◆ **Oefendoel**
Zet de regels hieronder om naar een CSV met twee kolommen, invoer en uitvoer. Maak één rij voor elke regel met model.run: zet die regel in invoer en de regels met coördinaten die erop volgen in uitvoer, elk als één veld tussen aanhalingstekens en met regeleinden vervangen door spaties.

◆ **Geselecteerde regels**
+ + + +

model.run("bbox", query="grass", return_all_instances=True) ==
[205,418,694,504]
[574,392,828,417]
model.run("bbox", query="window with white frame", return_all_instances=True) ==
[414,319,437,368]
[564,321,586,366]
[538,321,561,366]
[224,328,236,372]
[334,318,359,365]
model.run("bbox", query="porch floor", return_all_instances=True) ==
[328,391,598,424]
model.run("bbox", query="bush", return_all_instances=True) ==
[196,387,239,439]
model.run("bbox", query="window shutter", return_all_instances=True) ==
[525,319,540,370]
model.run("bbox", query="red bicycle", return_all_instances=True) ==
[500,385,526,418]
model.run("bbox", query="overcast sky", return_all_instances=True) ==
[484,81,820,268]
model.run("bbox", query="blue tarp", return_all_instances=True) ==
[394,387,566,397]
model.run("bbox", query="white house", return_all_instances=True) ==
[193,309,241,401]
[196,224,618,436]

+ + + +

◆ **Volledig antwoord**
invoer,uitvoer
"model.run(""bbox"", query=""grass"", return_all_instances=True) ==","[205,418,694,504] [574,392,828,417]"
"model.run(""bbox"", query=""window with white frame"", return_all_instances=True) ==","[414,319,437,368] [564,321,586,366] [538,321,561,366] [224,328,236,372] [334,318,359,365]"
"model.run(""bbox"", query=""porch floor"", return_all_instances=True) ==","[328,391,598,424]"
"model.run(""bbox"", query=""bush"", return_all_instances=True) ==","[196,387,239,439]"
"model.run(""bbox"", query=""window shutter"", return_all_instances=True) ==","[525,319,540,370]"
"model.run(""bbox"", query=""red bicycle"", return_all_instances=True) ==","[500,385,526,418]"
"model.run(""bbox"", query=""overcast sky"", return_all_instances=True) ==","[484,81,820,268]"
"model.run(""bbox"", query=""blue tarp"", return_all_instances=True) ==","[394,387,566,397]"
"model.run(""bbox"", query=""white house"", return_all_instances=True) ==","[193,309,241,401] [196,224,618,436]"